Please rewrite the material below with "Target" replaced by "Label" throughout, keeping everything else the same and leaving out the pictures.

### Input
:::::

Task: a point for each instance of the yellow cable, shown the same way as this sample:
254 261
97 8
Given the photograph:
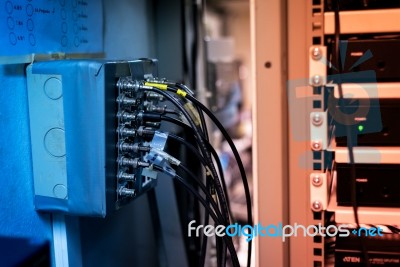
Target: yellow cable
181 93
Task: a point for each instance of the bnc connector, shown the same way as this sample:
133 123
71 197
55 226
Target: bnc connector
127 101
126 176
126 192
126 116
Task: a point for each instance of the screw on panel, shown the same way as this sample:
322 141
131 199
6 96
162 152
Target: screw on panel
317 119
316 53
316 206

:::::

### The completed task
Task: a point for each instance of the yellow cable, shown the same way as this sample:
254 261
97 8
Given the photograph:
Label: yellow cable
181 93
Task: a point for each instance of the bnc connector, shown the same way as this sample:
133 123
71 197
55 226
Label: bnc connector
127 101
126 176
126 192
126 116
Task: a point for each instance of the screw on panel, shown the same way as this sample:
322 141
131 199
6 96
162 152
Label: screw on panel
317 119
316 53
316 206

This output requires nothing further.